Problem requirements: Among the entries below, how many lines include the string "order"? Answer with only the number.

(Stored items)

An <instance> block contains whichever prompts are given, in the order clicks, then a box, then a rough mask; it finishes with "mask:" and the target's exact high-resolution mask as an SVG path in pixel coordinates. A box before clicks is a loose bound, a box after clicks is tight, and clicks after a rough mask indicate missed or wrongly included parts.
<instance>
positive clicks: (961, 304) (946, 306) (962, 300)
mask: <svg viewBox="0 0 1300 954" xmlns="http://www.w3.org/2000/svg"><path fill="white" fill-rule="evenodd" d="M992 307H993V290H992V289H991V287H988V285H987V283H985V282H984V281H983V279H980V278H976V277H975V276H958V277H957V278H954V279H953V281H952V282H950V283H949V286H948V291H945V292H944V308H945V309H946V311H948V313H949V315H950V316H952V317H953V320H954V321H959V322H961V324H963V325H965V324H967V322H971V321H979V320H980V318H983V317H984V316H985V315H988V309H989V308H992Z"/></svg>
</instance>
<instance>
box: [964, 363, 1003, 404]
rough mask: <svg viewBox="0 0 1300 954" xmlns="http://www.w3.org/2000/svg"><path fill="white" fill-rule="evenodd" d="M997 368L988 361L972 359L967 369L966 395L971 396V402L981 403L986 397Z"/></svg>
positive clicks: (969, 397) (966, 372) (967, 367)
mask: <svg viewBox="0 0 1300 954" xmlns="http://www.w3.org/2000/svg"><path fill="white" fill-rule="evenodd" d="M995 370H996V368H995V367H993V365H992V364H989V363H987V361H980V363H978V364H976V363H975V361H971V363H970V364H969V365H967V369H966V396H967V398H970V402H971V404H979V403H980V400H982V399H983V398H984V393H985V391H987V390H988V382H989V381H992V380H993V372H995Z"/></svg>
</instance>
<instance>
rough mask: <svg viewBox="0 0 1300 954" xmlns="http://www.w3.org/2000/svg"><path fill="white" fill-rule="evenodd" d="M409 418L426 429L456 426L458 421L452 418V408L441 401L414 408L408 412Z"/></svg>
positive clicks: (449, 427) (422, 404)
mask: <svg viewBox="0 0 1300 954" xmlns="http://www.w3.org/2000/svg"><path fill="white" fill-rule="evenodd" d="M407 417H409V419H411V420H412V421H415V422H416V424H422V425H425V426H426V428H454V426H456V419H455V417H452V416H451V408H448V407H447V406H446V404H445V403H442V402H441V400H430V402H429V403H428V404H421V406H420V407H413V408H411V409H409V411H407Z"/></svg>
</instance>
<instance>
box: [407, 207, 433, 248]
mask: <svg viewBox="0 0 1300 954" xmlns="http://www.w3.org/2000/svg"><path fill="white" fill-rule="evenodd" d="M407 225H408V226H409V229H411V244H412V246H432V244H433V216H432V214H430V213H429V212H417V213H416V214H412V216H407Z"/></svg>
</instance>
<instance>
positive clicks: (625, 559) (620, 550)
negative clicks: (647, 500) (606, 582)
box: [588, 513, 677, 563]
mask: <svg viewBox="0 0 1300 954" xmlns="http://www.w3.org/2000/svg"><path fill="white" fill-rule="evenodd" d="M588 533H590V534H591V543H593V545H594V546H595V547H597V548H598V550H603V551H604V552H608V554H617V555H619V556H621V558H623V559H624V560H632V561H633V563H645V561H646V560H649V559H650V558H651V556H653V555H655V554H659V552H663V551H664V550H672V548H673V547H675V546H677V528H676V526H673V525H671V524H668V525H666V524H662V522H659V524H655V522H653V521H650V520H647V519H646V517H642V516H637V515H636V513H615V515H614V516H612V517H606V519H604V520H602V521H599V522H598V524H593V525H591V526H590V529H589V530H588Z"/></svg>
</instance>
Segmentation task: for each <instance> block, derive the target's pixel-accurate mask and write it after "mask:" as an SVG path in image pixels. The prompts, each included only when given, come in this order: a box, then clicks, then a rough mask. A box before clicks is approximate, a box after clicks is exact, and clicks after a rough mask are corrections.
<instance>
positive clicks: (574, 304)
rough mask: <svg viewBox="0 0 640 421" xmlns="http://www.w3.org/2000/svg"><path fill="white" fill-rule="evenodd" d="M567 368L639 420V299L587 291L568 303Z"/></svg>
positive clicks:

Response to the exercise: 2